DA FARE
A – Ricopia dall'intervista sulla mostra il passo compreso tra "LAB 03- Sì in" e "ma estremamente formativa.", estremi inclusi.
B – Secondo l'intervista sulla mostra, fino a quando è stato prorogato il termine di chiusura?
C – Scrivi il seguito dell'intervista sulla mostra, cominciando dopo l'ultima frase riportata.

ESTRATTO
=-=-=

Foto   di Ilaria  Sagaria

 

 

 



E ci siamo ritrovati con i giovani fotografi, disposti a rispondere ad  alcune domande. Una intervista interessante, sincera, che apre alla gioia del confronto, del dialogo fra generazioni, all’importante missione dei linguaggi, al valore del tramandare e della capacità di guardare avanti.  Per questo li ringraziamo.

La mostra doveva chiudere i battenti il 10 luglio scorso, ma il termine è stato prorogato fino a fine agosto. Vi ha colto di sorpresa questa notizia o c’ è un motivo particolare per spiegarla? Raccontate una esperienza fra le più interessanti vissute nell’ambito della mostra.

LAB 03- Sì in effetti, la notizia della proroga della mostra ci ha colto di sorpresa. La mostra ha riscontrato un buon esito fin dall’inizio. L’obbligo di prenotazione e la necessità di consentire l’accesso in maniera contingentata ci spaventavano molto. Pensavamo fossero dei deterrenti per il pubblico e invece siamo rimasti positivamente sorpresi dall’affluenza del primo mese e questo è il motivo per cui siamo riusciti a far prorogare la mostra per altri 30 giorni.

Tutto il periodo di realizzazione, organizzazione e allestimento è stato di grande importanza per ognuno di noi, in quanto abbiamo avuto modo di metterci in gioco in ambiti diversi e per noi completamente nuovi: materiali di allestimento, stampa, progettazione, comunicazione. Un’esperienza stancante ma estremamente formativa.

Il momento più emozionante è stato senza dubbio il giorno dell’opening: finalmente la nostra ricerca, così intima e così a lungo elaborata, veniva mostrata ad un pubblico esterno. Tutto ciò che avevamo costruito insieme negli ultimi tre anni giungeva ad un nuovo fruitore, usciva dalla dimensione intima dello studio di Biasiucci.

=-=-=

DATI REGISTRATI

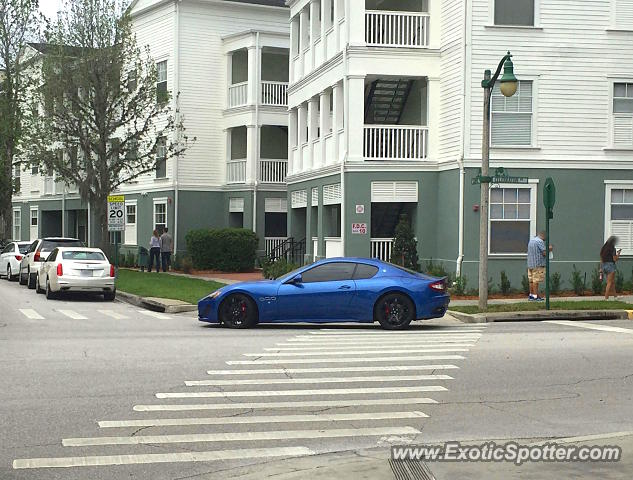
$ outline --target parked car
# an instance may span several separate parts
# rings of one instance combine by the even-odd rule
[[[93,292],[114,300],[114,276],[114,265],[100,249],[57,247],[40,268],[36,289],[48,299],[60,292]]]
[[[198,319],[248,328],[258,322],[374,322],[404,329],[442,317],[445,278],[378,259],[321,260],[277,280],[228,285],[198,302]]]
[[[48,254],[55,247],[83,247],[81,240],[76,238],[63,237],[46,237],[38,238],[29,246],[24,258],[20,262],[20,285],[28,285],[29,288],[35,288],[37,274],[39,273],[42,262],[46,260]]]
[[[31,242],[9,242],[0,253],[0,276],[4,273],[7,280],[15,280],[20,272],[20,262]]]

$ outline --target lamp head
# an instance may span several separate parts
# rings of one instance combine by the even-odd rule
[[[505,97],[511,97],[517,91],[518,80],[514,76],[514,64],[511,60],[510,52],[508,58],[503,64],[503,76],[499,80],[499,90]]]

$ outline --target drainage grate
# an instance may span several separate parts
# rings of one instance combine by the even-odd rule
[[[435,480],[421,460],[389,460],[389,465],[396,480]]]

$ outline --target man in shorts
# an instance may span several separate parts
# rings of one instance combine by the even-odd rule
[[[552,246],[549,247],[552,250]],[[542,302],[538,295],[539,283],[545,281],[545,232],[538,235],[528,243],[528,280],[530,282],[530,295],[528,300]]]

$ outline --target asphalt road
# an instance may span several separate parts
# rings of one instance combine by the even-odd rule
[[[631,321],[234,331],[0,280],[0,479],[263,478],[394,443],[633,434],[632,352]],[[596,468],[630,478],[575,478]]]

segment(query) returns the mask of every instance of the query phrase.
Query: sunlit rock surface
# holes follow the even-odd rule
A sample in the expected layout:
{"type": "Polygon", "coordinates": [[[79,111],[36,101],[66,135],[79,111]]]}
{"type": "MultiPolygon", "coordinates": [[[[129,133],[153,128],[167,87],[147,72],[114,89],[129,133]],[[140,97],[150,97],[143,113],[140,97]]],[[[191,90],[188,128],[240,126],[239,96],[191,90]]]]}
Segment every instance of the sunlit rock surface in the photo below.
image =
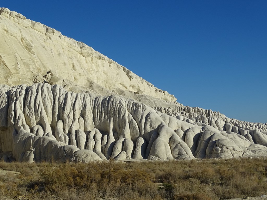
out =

=-=-=

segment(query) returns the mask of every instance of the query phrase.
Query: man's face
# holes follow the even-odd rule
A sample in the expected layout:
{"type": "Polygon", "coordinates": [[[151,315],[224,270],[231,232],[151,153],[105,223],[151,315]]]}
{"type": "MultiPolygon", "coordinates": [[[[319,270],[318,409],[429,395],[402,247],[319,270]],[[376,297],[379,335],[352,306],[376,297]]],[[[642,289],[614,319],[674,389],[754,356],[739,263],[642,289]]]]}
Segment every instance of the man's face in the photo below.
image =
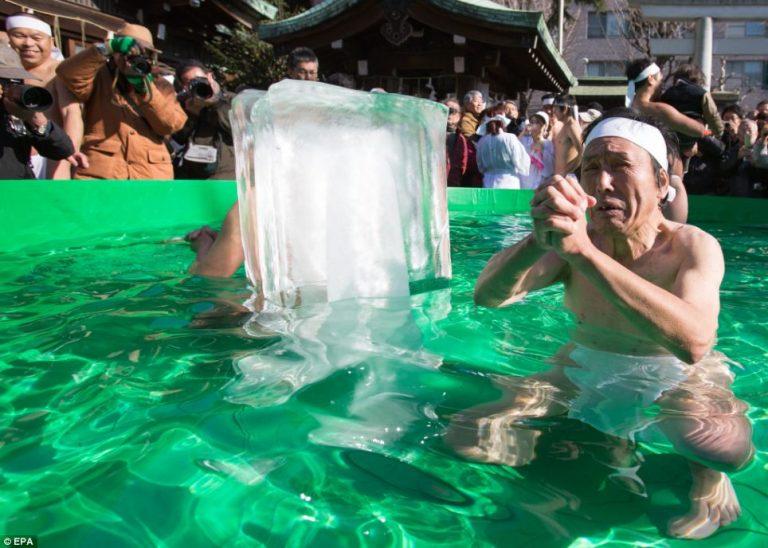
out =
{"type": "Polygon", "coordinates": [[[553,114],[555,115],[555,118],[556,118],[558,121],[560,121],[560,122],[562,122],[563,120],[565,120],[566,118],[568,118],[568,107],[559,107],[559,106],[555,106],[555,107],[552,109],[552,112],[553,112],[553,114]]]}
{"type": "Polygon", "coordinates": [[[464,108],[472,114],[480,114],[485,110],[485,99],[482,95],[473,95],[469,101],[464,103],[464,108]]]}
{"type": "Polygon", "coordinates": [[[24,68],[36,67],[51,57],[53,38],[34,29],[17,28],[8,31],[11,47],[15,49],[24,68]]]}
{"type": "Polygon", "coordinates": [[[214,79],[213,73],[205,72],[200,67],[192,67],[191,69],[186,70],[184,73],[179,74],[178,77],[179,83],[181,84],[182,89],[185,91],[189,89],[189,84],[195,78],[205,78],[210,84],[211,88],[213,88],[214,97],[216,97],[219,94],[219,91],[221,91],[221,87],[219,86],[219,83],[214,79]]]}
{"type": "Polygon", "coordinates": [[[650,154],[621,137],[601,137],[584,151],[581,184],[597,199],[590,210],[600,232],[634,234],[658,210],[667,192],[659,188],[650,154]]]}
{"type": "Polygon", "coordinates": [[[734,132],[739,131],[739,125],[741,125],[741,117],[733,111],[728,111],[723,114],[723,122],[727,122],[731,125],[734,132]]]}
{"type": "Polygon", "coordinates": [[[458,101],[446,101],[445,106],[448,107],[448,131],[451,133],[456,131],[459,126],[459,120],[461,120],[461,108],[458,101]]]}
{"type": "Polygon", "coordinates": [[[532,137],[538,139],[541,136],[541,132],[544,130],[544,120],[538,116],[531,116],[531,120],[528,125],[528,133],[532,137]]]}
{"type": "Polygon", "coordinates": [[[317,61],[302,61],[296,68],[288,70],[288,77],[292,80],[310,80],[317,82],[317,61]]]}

=-=-=

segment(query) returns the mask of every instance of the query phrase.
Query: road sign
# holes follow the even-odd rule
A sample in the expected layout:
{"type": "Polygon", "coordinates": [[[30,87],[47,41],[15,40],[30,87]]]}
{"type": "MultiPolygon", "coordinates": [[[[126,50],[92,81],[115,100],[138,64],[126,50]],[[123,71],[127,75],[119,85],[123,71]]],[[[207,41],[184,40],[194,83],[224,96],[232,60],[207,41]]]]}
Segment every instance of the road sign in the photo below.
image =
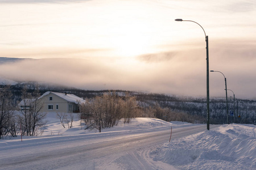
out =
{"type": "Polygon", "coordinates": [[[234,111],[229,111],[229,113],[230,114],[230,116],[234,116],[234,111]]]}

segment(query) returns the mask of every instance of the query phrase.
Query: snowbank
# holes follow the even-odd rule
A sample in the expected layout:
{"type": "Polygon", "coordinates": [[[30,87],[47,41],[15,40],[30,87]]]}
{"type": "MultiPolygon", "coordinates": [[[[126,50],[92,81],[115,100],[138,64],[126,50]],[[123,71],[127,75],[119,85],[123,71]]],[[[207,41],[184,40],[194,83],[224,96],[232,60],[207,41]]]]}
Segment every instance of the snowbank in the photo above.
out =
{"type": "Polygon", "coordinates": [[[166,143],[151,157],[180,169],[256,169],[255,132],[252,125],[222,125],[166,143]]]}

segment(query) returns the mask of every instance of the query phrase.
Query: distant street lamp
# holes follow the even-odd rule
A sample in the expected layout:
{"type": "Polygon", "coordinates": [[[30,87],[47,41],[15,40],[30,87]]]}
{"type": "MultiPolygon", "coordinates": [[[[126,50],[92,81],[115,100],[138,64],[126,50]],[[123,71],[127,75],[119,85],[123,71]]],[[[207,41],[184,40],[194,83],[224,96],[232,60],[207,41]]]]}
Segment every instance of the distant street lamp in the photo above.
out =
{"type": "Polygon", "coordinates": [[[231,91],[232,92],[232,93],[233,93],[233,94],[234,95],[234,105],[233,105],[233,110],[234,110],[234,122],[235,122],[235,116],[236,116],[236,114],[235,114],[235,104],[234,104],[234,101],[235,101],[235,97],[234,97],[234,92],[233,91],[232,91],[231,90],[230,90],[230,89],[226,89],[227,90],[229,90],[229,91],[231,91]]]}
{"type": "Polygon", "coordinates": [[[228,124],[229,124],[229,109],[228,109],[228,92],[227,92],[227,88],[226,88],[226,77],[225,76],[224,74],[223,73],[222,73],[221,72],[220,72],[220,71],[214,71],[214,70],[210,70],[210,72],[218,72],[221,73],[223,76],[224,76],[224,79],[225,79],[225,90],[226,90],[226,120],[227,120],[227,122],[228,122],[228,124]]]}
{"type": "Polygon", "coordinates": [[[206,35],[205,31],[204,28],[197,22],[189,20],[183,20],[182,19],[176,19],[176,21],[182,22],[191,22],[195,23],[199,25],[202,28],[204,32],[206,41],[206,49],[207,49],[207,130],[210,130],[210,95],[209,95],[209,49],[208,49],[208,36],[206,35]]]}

=-=-=

SOLUZIONI
A –
LAB 03- Sì in effetti, la notizia della proroga della mostra ci ha colto di sorpresa. La mostra ha riscontrato un buon esito fin dall’inizio. L’obbligo di prenotazione e la necessità di consentire l’accesso in maniera contingentata ci spaventavano molto. Pensavamo fossero dei deterrenti per il pubblico e invece siamo rimasti positivamente sorpresi dall’affluenza del primo mese e questo è il motivo per cui siamo riusciti a far prorogare la mostra per altri 30 giorni.

Tutto il periodo di realizzazione, organizzazione e allestimento è stato di grande importanza per ognuno di noi, in quanto abbiamo avuto modo di metterci in gioco in ambiti diversi e per noi completamente nuovi: materiali di allestimento, stampa, progettazione, comunicazione. Un’esperienza stancante ma estremamente formativa.

B – Fino a fine agosto.

C –
Eravamo emozionati, carichi di energie e fortemente uniti.


Che ha significato Epifanie / 03  all’interno  del Campania Teatro  Festival dopo lo studio e il lavoro fatto con il Maestro Biasiucci ?

LAB 03- Il Campania Teatro Festival (e prima il Napoli Teatro Festival) ha sempre nutrito grande stima nei confronti dell’opera di Antonio Biasiucci -la cui formazione non è un caso che provenga proprio dal teatro- e nei confronti del suo Laboratorio Irregolare. Inoltre ha da sempre rivolto una grande attenzione verso i lavori dei giovani fotografi.

Epifanie/03 rappresenta una fine e un inizio al tempo stesso. La fine di un lavoro durato ben tre anni. Tre anni di sacrifici, impegno costante, condivisione, empatia, risate ma anche di sconforto e frustrazione a volte. Rappresenta la fine di un percorso che al tempo stesso è un inizio, in quanto "rivelazione", come il termine stesso "Epifanie" indica. L'inizio di un nuovo approccio alla fotografia, un nuovo metodo, un nuovo sguardo, nuove possibilità.

La mostra è stata la conclusione necessaria di un percorso. Non la parte fondamentale, ma necessaria: il confronto iniziale con il mondo esterno per imparare a guardare il proprio progetto con maggiore distanza, con un occhio esterno, e così approfondirne la conoscenza.

 

La Fotografia, il Fare Fotografia……  in seguito a queste esperienze  se e quanto è mutato il linguaggio della vostra  espressività ?

LAB 03- Il laboratorio ha sicuramente rimodellato il nostro linguaggio fotografico. Il metodo insegnato da Biasiucci si basa sulla scarnificazione dell'immagine e del pensiero, sul ritorno ossessivo sullo stesso soggetto fino ad ottenere qualcosa di essenziale, puro per certi versi.

La costanza, la coerenza con se stessi e il livello di approfondimento sono necessari affinché possa realizzarsi un lavoro il più possibile sincero che possa avvicinarsi a una modalità fotografica in grado di accogliere in sé l'ambiguità e la compresenza di significati.

 

Avete progetti comuni in programma?  e qual ‘ è invece il progetto che ognuno di voi ha in mente - in un immediato futuro- ?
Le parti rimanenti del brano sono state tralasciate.